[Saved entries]
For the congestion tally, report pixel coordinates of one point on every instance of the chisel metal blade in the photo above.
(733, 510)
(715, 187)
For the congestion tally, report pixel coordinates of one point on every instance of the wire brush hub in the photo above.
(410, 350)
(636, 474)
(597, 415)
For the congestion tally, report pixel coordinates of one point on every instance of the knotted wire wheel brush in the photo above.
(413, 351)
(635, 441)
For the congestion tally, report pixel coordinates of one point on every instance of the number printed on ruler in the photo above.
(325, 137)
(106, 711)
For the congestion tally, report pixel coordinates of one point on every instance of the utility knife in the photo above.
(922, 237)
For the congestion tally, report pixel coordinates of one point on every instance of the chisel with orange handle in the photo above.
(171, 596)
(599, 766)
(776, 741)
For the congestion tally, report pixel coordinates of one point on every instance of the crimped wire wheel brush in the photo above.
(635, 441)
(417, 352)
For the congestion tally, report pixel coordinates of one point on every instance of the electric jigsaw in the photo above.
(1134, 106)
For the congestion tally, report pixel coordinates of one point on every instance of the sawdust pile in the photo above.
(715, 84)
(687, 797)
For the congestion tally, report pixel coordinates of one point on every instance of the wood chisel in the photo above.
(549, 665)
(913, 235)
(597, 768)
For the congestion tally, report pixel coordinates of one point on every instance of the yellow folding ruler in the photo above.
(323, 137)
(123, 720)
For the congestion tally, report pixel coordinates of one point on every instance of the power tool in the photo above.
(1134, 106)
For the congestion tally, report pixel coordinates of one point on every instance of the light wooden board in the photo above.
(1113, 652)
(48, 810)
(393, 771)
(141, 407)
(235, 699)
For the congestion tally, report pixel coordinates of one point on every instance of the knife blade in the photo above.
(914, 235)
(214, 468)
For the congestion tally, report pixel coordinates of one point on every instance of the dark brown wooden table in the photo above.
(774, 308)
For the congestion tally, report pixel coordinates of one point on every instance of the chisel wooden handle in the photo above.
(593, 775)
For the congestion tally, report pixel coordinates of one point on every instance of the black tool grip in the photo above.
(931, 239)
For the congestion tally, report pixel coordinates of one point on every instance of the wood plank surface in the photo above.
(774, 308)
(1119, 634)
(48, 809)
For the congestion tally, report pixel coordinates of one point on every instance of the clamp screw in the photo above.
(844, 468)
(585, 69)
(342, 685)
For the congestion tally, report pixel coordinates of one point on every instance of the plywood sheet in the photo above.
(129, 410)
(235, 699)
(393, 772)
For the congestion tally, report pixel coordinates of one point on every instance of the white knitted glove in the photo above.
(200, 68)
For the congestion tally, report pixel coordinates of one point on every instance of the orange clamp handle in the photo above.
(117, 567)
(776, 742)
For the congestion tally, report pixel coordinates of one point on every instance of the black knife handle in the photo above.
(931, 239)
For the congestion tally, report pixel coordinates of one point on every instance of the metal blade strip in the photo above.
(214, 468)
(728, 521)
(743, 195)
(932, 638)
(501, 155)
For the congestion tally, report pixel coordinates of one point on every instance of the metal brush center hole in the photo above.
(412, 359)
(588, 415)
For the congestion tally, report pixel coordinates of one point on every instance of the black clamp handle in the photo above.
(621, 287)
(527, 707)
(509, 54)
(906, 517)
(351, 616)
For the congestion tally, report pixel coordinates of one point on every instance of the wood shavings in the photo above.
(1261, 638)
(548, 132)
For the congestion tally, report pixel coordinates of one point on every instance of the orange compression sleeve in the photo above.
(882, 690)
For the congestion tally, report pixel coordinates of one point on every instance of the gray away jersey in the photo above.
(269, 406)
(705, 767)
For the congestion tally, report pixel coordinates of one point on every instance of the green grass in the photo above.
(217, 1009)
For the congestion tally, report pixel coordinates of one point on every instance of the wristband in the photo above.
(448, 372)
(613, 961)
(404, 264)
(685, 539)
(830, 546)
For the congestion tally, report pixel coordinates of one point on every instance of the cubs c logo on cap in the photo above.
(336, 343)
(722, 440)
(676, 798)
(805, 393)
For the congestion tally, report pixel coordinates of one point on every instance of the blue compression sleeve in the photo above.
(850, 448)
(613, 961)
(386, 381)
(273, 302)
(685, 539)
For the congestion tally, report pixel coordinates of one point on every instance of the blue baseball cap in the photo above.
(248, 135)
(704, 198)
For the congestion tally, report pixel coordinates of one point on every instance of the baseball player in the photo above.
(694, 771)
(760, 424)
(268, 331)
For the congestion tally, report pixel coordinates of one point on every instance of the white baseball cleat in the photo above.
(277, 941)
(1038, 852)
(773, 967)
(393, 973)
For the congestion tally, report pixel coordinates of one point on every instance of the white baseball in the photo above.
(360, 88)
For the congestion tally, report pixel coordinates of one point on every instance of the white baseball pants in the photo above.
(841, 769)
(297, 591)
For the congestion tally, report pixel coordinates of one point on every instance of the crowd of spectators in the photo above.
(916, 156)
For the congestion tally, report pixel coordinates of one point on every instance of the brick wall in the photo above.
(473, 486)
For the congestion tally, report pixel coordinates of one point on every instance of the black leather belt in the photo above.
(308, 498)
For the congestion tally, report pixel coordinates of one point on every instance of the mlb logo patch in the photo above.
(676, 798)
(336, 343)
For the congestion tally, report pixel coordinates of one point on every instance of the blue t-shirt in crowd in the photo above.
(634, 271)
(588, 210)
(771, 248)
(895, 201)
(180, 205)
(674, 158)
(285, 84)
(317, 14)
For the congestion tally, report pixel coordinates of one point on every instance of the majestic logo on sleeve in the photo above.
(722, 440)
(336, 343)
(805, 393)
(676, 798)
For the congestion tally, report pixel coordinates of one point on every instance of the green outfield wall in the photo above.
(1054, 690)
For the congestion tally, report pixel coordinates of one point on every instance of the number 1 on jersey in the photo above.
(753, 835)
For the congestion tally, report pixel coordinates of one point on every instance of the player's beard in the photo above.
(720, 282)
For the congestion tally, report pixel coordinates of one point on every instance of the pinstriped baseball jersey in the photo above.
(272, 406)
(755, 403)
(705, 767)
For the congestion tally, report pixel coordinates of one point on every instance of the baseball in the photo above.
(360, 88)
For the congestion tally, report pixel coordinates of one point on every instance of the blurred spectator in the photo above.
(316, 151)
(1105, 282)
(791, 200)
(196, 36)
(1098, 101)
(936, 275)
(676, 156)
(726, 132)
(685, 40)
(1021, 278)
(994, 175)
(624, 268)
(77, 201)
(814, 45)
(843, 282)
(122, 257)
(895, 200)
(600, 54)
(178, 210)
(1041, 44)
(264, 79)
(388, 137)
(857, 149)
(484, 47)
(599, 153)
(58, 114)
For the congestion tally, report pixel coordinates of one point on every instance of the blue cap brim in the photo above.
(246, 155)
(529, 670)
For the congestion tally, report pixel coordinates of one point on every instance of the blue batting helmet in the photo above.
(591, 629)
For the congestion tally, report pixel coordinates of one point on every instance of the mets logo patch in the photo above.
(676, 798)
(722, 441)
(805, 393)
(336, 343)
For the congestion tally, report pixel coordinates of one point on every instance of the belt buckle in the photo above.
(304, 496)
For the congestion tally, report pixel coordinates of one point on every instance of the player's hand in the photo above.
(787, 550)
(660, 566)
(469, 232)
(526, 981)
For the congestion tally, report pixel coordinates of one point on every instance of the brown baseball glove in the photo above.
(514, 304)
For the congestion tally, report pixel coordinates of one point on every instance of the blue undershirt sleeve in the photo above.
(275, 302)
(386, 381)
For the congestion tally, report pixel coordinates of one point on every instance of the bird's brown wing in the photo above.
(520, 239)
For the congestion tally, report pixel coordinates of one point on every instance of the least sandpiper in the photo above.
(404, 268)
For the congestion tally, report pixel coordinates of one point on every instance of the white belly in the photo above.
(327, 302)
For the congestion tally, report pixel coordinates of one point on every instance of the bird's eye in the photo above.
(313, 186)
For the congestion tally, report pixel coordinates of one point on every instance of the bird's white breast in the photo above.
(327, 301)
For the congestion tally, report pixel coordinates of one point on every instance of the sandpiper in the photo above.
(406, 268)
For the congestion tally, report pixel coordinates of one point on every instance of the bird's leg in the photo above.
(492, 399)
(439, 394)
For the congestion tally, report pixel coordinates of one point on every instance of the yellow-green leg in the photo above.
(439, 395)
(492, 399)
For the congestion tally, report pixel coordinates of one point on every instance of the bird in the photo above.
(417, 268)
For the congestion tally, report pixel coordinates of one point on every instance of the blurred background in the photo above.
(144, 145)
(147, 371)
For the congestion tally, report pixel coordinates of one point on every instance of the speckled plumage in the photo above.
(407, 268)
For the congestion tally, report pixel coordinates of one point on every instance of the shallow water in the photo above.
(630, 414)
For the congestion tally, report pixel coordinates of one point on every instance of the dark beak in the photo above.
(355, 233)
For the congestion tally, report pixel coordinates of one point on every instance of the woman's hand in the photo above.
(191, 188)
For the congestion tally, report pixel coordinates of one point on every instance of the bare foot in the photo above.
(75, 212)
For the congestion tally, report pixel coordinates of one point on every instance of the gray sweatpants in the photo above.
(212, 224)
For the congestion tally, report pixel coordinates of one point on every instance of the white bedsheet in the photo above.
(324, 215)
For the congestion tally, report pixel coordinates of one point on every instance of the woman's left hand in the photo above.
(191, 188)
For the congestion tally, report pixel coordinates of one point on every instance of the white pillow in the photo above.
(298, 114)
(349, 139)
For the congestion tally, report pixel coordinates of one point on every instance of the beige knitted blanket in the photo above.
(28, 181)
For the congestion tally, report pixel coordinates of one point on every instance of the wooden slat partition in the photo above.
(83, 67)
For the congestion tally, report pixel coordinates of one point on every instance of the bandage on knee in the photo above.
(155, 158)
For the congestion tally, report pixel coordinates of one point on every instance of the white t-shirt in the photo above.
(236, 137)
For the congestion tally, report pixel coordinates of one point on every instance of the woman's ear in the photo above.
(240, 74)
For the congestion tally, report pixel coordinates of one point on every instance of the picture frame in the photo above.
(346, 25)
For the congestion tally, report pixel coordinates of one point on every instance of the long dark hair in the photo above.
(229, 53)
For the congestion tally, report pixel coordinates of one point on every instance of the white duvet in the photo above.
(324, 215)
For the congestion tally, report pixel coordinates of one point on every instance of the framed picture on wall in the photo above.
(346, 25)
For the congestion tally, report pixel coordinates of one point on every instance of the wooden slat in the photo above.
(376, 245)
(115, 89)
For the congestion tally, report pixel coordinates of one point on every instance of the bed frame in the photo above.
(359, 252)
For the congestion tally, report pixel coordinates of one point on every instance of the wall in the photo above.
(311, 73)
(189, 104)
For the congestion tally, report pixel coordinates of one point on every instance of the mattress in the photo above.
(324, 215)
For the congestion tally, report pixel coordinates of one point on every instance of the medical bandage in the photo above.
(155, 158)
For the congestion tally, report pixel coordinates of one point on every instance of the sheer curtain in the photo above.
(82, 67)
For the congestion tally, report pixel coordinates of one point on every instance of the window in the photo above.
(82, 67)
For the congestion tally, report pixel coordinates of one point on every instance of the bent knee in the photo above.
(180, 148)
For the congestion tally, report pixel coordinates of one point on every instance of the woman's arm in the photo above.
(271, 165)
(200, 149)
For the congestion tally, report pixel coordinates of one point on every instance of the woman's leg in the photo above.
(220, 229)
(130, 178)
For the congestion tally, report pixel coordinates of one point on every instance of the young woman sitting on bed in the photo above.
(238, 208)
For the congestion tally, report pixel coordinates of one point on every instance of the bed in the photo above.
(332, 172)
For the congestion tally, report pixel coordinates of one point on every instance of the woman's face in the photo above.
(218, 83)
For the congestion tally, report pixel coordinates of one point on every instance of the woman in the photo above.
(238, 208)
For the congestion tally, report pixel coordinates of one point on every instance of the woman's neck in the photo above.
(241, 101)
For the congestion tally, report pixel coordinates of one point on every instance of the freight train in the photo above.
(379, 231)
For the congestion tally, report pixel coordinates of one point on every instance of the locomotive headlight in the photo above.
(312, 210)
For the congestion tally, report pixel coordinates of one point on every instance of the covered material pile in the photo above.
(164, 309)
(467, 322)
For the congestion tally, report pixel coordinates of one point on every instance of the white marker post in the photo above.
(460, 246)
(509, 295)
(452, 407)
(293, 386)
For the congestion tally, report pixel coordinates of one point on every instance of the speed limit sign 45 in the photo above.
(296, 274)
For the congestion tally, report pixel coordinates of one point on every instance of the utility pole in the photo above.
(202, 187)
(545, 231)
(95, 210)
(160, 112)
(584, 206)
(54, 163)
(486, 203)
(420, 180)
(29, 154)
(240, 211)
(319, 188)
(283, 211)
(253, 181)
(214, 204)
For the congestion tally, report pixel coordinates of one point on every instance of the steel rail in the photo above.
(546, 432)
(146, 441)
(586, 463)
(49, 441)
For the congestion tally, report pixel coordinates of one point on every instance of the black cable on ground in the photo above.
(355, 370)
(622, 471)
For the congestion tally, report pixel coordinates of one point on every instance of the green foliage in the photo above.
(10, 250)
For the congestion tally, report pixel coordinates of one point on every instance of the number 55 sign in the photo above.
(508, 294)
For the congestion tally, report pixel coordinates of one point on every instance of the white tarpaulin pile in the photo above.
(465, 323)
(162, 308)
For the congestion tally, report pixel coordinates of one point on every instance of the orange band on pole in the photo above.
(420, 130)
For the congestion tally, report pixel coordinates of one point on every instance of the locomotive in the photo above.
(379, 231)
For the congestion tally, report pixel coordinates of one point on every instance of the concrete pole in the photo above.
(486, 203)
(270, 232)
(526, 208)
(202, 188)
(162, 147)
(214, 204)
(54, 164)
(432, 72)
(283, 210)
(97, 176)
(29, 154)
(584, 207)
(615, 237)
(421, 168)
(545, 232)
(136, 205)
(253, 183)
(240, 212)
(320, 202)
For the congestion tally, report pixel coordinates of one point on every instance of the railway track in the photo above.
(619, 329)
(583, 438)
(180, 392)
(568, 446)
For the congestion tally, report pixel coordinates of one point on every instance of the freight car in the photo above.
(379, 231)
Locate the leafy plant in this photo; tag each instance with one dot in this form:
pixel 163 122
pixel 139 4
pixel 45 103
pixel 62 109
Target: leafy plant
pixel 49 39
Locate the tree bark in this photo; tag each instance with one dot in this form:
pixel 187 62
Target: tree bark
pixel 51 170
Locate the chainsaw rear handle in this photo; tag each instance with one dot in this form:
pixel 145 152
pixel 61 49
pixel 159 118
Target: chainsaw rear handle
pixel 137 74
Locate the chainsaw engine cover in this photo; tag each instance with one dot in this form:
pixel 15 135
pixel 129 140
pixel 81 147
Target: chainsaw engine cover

→ Work instructions
The required output is the stretch of entries above from the line containing "pixel 45 103" through the line containing "pixel 61 49", reproduced exactly.

→ Solution to this problem
pixel 45 103
pixel 62 109
Target: leafy plant
pixel 49 39
Locate the tree bark in this photo; tag each instance with one dot in this form:
pixel 187 62
Target: tree bark
pixel 51 170
Locate the chainsaw rear handle in this photo; tag each instance with one dot in this form:
pixel 145 152
pixel 61 49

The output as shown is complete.